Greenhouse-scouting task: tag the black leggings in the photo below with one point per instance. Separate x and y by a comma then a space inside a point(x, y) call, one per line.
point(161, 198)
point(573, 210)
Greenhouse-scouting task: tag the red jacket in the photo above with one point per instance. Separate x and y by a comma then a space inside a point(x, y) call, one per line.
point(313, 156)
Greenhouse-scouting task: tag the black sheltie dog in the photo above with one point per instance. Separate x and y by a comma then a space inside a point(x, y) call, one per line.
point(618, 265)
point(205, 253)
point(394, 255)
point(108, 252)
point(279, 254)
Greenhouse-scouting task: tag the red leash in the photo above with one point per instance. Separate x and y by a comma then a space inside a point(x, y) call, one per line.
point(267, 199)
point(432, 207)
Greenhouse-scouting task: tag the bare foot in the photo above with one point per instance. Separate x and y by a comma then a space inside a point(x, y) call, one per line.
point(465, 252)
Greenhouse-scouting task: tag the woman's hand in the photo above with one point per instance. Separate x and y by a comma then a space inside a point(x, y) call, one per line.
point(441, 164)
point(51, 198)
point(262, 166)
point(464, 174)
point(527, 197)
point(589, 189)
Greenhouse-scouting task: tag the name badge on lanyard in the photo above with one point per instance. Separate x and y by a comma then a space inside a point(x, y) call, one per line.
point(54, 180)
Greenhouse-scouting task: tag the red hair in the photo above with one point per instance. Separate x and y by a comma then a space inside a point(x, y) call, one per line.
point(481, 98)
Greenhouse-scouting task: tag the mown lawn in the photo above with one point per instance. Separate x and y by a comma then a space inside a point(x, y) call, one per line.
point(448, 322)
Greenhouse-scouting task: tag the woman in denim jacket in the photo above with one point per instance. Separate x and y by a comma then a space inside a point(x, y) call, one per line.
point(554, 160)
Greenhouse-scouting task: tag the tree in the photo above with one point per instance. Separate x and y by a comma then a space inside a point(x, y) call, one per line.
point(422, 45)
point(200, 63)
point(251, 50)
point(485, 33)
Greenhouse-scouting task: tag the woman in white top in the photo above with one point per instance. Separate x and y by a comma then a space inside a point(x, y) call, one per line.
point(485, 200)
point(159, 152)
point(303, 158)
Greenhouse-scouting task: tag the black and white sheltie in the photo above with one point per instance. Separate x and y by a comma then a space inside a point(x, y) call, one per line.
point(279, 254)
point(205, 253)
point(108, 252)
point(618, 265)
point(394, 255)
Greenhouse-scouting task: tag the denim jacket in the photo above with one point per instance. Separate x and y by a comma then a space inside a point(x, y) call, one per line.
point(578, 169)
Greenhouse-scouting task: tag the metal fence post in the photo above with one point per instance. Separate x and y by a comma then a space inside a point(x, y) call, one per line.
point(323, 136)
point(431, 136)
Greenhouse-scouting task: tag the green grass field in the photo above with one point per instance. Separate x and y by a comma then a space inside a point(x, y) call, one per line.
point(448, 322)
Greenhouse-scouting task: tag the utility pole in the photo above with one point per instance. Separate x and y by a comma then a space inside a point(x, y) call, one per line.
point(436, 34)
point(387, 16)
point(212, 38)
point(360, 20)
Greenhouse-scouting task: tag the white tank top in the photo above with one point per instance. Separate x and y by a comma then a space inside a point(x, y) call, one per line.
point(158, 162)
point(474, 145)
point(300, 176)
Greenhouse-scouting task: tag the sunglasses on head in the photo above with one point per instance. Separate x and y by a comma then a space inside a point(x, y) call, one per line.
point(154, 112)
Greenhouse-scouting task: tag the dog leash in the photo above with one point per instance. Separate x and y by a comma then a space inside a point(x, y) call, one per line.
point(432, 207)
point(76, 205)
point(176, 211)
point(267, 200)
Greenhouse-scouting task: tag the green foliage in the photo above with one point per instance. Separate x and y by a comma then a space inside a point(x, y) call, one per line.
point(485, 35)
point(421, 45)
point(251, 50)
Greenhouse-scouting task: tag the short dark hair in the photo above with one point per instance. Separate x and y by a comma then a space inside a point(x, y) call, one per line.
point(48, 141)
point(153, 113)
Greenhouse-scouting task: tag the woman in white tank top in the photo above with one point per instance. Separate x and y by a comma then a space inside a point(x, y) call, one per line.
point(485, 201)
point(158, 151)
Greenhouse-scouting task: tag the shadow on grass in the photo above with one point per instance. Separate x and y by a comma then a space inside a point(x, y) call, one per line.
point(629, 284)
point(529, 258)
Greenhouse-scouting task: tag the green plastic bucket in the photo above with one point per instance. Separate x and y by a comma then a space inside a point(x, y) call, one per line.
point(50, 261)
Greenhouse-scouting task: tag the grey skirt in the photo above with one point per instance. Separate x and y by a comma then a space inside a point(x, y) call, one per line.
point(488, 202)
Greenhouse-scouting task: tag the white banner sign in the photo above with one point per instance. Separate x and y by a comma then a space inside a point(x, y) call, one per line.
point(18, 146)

══════════════════════════════

TASK GOAL
Reproduce all of the items above with every line unchanged.

WRITTEN SOLUTION
Greenhouse-scouting task: tag the black leggings in the photo below with one point per instance. Separate x and y by a comma then a space inside a point(x, y) call, one per line.
point(161, 198)
point(573, 210)
Greenhouse-scouting task: tag the red jacket in the photo above with one point per instance. Separate x and y by a comma then a space inside a point(x, y) call, one per line.
point(313, 156)
Greenhouse-scouting task: tag the black sheltie dog in the photo above with one point per instance. Separate x and y by a comma then a space inside a point(x, y) call, one per line.
point(618, 265)
point(205, 253)
point(394, 255)
point(108, 252)
point(279, 254)
Greenhouse-scouting task: tag the red leash in the photo above with one point per instance. Separate x and y by a comma then a space inside a point(x, y) call, one per line.
point(267, 199)
point(432, 207)
Greenhouse-scouting task: tag the bare foot in the photo above with one point per instance. Separate x and y by a comma then a space inside a point(x, y) call, one per line.
point(465, 252)
Greenhouse-scouting task: tag the woman's hand in the photo above with one point per instance. Separate x and y by a comma then a space inside a point(x, y) call, one per line.
point(441, 164)
point(51, 198)
point(262, 166)
point(464, 174)
point(527, 197)
point(589, 189)
Greenhouse-scouting task: tag the name badge on lanyard in the photo above with one point per instance. Separate x and y by a comma then a space inside a point(x, y) call, one per line.
point(54, 180)
Greenhouse-scouting task: tag the red hair in the photo above with one point per instance. Separate x and y by a comma then a space inside a point(x, y) call, one per line.
point(481, 98)
Greenhouse-scouting task: tag the mown lawn in the photo above with one point per instance. Separate x and y by a comma then a space inside a point(x, y) call, one per line.
point(448, 322)
Greenhouse-scouting task: tag the woman in denim jacket in the photo above with one point per instance. Separate x and y by a comma then a space inside a point(x, y) call, one per line.
point(554, 160)
Greenhouse-scouting task: tag the tree in the photo above with one point per instance. Separate x and y by a comma then a space inside a point(x, y) call, one per line.
point(422, 45)
point(200, 63)
point(251, 50)
point(485, 33)
Greenhouse-scouting task: tag the woman in white top in the photo above with one point per instance. Separate x and y by a comma then a space inside a point(x, y) call, one per line.
point(485, 200)
point(159, 152)
point(303, 158)
Greenhouse-scouting task: tag the black and white sheltie in the photo above with one point per instance. Separate x and y by a comma then a space inside a point(x, y) call, one per line.
point(279, 254)
point(205, 253)
point(108, 252)
point(618, 265)
point(394, 255)
Greenhouse-scouting task: tag the denim jacket in the photo above with one point per instance. Separate x and y by a comma then a space inside a point(x, y) call, one per line.
point(578, 169)
Greenhouse-scouting task: tag the metal fence post in the photo above with one point per instance. Separate x and y by a comma then a space inside a point(x, y) call, one per line.
point(323, 136)
point(431, 136)
Greenhouse-scouting task: tag the green grass field in the photo above with one point per instance. Separate x and y by a comma then a space inside a point(x, y) call, one per line.
point(448, 322)
Greenhouse-scouting task: tag the utility pole in the photo above with one point per instance. Separate x and y by a comma then a space inside a point(x, y) call, one per line.
point(436, 34)
point(387, 16)
point(212, 38)
point(360, 20)
Greenhouse-scouting task: tag the white tank top in the photo above with one point per instance. Separate x and y by a comma then a space inside a point(x, y) call, one per line.
point(158, 162)
point(474, 145)
point(300, 176)
Greenhouse-scouting task: tag the sunglasses on head in the photo above with one point per instance. Separate x and y by a comma then a space inside a point(x, y) call, one per line.
point(154, 112)
Greenhouse-scouting task: tag the dog leash in the photo above with one point per instance. Separate x and y by a comma then a space inside a point(x, y) call, one per line.
point(432, 207)
point(76, 205)
point(176, 211)
point(267, 200)
Greenhouse-scouting task: tag the green foliage in the photo above with one point per instance. Separate x and y by a comma then a space inside a point(x, y) call, one per line.
point(485, 35)
point(421, 45)
point(251, 50)
Greenhouse-scouting task: tag the short dark hair in the photo above with one point per instance. Separate x and y by a comma then a space inside a point(x, y) call, one per line.
point(48, 141)
point(153, 113)
Greenhouse-scouting task: tag the woman in white tank top in the photo above with one point per instance. Separate x and y by a comma then a space inside a point(x, y) call, one per line.
point(485, 201)
point(158, 151)
Greenhouse-scouting task: tag the shadow on grass in the photo above with one point per instance. Separate x and y by a comma then a space inside a point(x, y) call, one per line.
point(629, 284)
point(529, 258)
Greenhouse-scouting task: tag the green plastic bucket in the photo above with one point per instance. Separate x and y by a comma then a space inside a point(x, y) call, one per line.
point(50, 261)
Greenhouse-scouting task: tag the grey skirt in the photo above with one point per instance. Separate x and y by a comma then a space inside a point(x, y) call, one per line.
point(488, 202)
Greenhouse-scouting task: tag the white banner sign in the photo above with one point per instance. Separate x and y by a comma then a space inside a point(x, y) call, one per line.
point(18, 146)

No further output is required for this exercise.